→ **WHAT THE TASK REQUIRES**:
Write out each line of the entries below that holds the word "bumper".

Collected data entries:
######

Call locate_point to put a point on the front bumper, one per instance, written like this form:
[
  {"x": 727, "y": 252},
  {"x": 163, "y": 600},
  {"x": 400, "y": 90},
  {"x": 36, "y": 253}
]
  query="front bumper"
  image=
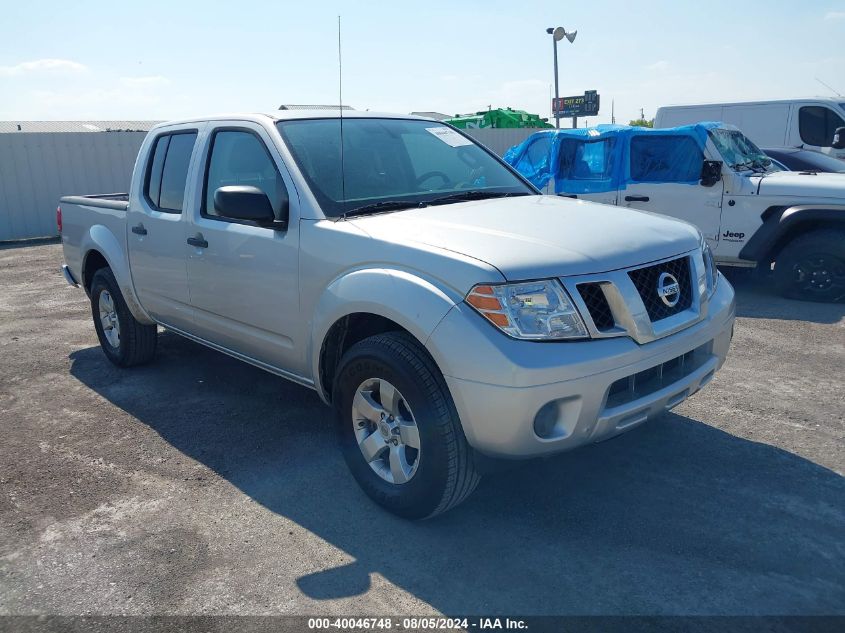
[{"x": 499, "y": 384}]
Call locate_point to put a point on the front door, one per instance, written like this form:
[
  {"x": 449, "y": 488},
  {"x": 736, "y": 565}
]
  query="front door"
[
  {"x": 156, "y": 230},
  {"x": 663, "y": 177},
  {"x": 243, "y": 278}
]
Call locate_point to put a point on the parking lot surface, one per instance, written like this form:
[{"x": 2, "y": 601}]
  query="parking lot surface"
[{"x": 199, "y": 484}]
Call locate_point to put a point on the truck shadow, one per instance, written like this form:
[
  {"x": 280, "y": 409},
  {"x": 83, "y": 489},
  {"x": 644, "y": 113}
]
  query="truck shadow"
[
  {"x": 757, "y": 298},
  {"x": 676, "y": 517}
]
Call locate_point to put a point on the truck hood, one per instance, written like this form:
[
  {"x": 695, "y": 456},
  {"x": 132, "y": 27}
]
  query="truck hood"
[
  {"x": 534, "y": 237},
  {"x": 803, "y": 185}
]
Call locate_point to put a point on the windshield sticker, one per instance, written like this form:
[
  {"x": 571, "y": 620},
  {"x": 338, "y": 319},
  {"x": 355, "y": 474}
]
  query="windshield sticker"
[{"x": 449, "y": 136}]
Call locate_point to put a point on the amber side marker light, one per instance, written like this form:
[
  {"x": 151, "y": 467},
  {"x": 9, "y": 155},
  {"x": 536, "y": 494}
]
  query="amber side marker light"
[{"x": 488, "y": 305}]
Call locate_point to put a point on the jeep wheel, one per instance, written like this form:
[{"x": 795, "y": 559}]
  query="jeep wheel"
[
  {"x": 399, "y": 430},
  {"x": 124, "y": 340},
  {"x": 812, "y": 267}
]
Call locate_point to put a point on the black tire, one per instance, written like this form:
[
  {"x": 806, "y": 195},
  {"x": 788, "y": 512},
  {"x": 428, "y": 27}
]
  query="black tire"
[
  {"x": 812, "y": 267},
  {"x": 137, "y": 341},
  {"x": 445, "y": 474}
]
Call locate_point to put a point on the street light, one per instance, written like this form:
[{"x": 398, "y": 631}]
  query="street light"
[{"x": 558, "y": 34}]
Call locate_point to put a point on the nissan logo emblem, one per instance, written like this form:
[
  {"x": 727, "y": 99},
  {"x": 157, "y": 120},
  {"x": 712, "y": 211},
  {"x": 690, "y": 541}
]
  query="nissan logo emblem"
[{"x": 668, "y": 289}]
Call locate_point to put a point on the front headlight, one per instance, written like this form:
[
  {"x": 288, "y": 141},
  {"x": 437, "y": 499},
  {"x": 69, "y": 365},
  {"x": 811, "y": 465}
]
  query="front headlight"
[
  {"x": 534, "y": 310},
  {"x": 710, "y": 269}
]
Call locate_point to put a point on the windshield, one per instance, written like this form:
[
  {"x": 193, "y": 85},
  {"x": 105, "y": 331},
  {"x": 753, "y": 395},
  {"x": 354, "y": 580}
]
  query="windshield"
[
  {"x": 393, "y": 163},
  {"x": 739, "y": 152}
]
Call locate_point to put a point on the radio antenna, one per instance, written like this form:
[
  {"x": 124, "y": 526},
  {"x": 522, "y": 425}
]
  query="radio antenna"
[
  {"x": 836, "y": 92},
  {"x": 340, "y": 107}
]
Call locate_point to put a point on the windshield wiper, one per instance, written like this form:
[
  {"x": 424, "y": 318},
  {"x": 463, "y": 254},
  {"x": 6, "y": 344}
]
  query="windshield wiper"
[
  {"x": 474, "y": 194},
  {"x": 379, "y": 207}
]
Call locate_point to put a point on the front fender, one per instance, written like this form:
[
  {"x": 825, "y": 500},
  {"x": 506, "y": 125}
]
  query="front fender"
[
  {"x": 99, "y": 238},
  {"x": 780, "y": 224},
  {"x": 405, "y": 298}
]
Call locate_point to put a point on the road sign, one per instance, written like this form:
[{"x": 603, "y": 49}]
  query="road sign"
[{"x": 581, "y": 105}]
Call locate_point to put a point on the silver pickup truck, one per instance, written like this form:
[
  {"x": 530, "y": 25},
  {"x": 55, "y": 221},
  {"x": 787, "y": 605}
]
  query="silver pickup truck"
[{"x": 444, "y": 308}]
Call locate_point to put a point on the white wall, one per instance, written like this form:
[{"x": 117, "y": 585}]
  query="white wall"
[{"x": 36, "y": 169}]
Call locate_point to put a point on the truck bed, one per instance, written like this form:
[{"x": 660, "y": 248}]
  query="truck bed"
[
  {"x": 95, "y": 221},
  {"x": 118, "y": 201}
]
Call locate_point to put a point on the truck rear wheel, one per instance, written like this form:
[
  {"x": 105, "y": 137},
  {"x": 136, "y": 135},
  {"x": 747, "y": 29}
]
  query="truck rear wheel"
[
  {"x": 812, "y": 266},
  {"x": 125, "y": 341},
  {"x": 399, "y": 430}
]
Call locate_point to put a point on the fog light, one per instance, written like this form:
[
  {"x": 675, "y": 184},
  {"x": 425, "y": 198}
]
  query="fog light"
[
  {"x": 546, "y": 420},
  {"x": 558, "y": 419}
]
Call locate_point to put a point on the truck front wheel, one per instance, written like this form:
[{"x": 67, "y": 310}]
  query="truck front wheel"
[
  {"x": 812, "y": 266},
  {"x": 125, "y": 341},
  {"x": 399, "y": 430}
]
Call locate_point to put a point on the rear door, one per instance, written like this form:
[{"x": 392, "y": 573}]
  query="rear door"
[
  {"x": 663, "y": 176},
  {"x": 816, "y": 125},
  {"x": 157, "y": 229},
  {"x": 243, "y": 278}
]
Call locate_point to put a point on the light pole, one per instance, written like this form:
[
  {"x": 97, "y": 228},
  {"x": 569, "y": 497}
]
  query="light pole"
[{"x": 558, "y": 33}]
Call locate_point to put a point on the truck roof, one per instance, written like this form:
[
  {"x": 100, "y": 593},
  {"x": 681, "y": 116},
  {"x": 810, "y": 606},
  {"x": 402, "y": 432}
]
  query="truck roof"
[{"x": 283, "y": 115}]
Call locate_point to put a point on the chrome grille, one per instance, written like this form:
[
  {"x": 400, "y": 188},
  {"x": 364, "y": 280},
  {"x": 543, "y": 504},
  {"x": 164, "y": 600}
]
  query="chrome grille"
[{"x": 646, "y": 279}]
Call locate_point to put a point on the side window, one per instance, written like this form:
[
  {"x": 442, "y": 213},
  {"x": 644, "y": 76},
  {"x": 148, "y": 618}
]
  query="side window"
[
  {"x": 817, "y": 125},
  {"x": 586, "y": 160},
  {"x": 240, "y": 158},
  {"x": 152, "y": 189},
  {"x": 665, "y": 159},
  {"x": 168, "y": 171}
]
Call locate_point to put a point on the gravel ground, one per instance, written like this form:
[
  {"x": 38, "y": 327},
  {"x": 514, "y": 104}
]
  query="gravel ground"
[{"x": 200, "y": 485}]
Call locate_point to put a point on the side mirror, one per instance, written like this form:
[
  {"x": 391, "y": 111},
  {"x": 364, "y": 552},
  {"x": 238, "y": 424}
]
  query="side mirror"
[
  {"x": 711, "y": 172},
  {"x": 839, "y": 138},
  {"x": 242, "y": 202}
]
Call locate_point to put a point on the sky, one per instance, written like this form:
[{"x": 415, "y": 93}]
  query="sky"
[{"x": 165, "y": 60}]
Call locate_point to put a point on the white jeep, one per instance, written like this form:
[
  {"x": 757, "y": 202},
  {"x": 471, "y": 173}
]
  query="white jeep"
[{"x": 712, "y": 176}]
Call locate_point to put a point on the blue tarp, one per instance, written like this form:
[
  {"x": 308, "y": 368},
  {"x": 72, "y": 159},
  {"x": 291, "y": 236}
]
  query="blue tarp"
[{"x": 608, "y": 157}]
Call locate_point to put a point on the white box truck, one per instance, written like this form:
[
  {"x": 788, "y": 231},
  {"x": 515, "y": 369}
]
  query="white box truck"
[{"x": 811, "y": 123}]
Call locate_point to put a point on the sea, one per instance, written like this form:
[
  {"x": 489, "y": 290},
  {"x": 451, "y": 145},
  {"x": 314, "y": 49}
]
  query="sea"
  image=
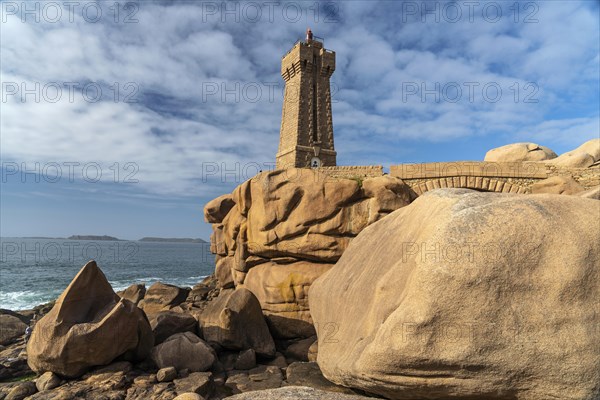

######

→ **RESPONSE TO THIS EXERCISE**:
Call locate_point to put a point on the front bumper, one per instance, written like this form:
  query="front bumper"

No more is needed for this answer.